Top of Extract to read

Background

Orthokeratinized odontogenic cyst (OOC) is a rare intraosseous cyst characterized by an orthokeratinized epithelial lining and minimal clinical aggressiveness [1]. OOCs were first described in 1927 by Schultz [2] as a variant of odontogenic keratocysts, now known as keratocystic odontogenic tumours (KCOTs) [3]. It was not until 1981 that Wright [4] described their clinicopathological aspects, indicating that OOCs are a distinct entity from odontogenic keratocysts. Several series of OOCs have been reported, confirming that their distinctive clinical, histopathological and biological features differ substantially from those of odontogenic keratocysts, as well as demonstrating a better prognosis and lower recurrence rates [1, 5, 6].

Nonetheless, rare cases of bilateral [7], multiple [8] and recurrent [9] OOCs have been reported, and although OOCs are considered clinically to be minimally aggressive, both dysplastic and malignant transformation have been reported [10]. OOCs sometimes transform into an uncommon type of well-differentiated squamous carcinoma known as carcinoma cuniculatum [11].

Over the last two decades, keratinizing cysts from various sites have been evaluated to assess a possible role of human papillomavirus (HPV) in their development and malignant transformation [12]. Reports are also available on odontogenic keratocysts [13] as well as carcinoma cuniculatum [14], in which specific HPV subtypes have been detected.

Bottom of Extract to read

» **Required tasks**:
a) Retype a portion of the orthokeratinized odontogenic cyst background exactly, starting with "Nonetheless, rare cases" and going on through "have been detected.".
b) Write what comes next in the background on orthokeratinized odontogenic cysts, continuing it from the point where it stops.

Top of Recorded information

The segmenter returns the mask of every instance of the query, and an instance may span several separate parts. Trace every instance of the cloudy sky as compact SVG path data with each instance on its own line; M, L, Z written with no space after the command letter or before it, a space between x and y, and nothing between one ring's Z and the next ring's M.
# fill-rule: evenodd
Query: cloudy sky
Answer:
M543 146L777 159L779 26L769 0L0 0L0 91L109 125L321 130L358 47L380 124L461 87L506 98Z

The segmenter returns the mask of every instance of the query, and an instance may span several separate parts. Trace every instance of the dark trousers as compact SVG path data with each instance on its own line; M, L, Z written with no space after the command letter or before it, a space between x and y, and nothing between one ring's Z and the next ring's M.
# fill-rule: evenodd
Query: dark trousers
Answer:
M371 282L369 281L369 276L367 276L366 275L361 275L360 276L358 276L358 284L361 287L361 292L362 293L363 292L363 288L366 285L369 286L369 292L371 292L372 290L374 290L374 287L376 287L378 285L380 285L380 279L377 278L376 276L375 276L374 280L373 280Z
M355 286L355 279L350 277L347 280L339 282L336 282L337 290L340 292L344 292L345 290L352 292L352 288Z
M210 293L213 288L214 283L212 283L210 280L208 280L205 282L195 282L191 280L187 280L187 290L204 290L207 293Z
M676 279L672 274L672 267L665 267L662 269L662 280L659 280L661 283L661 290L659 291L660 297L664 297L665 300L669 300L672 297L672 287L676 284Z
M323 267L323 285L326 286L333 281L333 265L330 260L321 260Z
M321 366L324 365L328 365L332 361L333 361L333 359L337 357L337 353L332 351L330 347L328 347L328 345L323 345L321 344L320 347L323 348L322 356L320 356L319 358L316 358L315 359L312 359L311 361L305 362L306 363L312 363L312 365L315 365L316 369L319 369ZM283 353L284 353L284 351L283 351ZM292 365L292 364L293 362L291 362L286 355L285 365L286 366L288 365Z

Bottom of Recorded information

» **List of answers**:
a)
Nonetheless, rare cases of bilateral [7], multiple [8] and recurrent [9] OOCs have been reported, and although OOCs are considered clinically to be minimally aggressive, both dysplastic and malignant transformation have been reported [10]. OOCs sometimes transform into an uncommon type of well-differentiated squamous carcinoma known as carcinoma cuniculatum [11].

Over the last two decades, keratinizing cysts from various sites have been evaluated to assess a possible role of human papillomavirus (HPV) in their development and malignant transformation [12]. Reports are also available on odontogenic keratocysts [13] as well as carcinoma cuniculatum [14], in which specific HPV subtypes have been detected.

b)
In this study, we evaluated the clinicopathological profile of OOCs seen at our institution over the last 15 years and analysed the possible presence of HPV.

Methods

This study was approved by our institutional Ethics Committee for Biomedical Research (protocol no. 2013/0045). Files of the Department of Pathology at La Fe University Hospital (Valencia, Spain) from 2000 to 2015 were reviewed. A retrospective search of a pathological diagnosis database (Pat Win® v4.6.0), employing the search terms “keratocyst”, “primordial cyst”, “keratocystic odontogenic tumor”, “orthokeratinized odontogenic cyst”, and “keratinized cyst”, to reflect changes in terminology over time, identified 115 odontogenic cysts with keratinization.

Histological and clinical revision

Following a histological review of these 115 cases, 16 cases of OOC were selected based on the morphological criteria established by Wright [4]. Lesions in which all or a predominant portion of the epithelial lining showed non-corrugated orthokeratinization, with the presence of a granular layer, were included in this series. The presence of this orthokeratinization on the epithelial surface as well as of a granular layer in the thickness of the epithelium was clearly demonstrated with PAS staining in all selected cases. Likewise, we also included lesions in which basal and parabasal cells were not prominent and did not palisade or polarize. Cystic lesions containing only focal OOC areas or various skin appendages (i.e. hair follicles and sebaceous and sweat glands) were excluded.

Clinical data, including age, sex, lesion location (maxilla or mandible) (anterior, premolar or molar regions), radiologic features, surgical procedures, and information on recurrence (including optical and immunohistochemical data obtained from the recurrent OOC samples), were reviewed.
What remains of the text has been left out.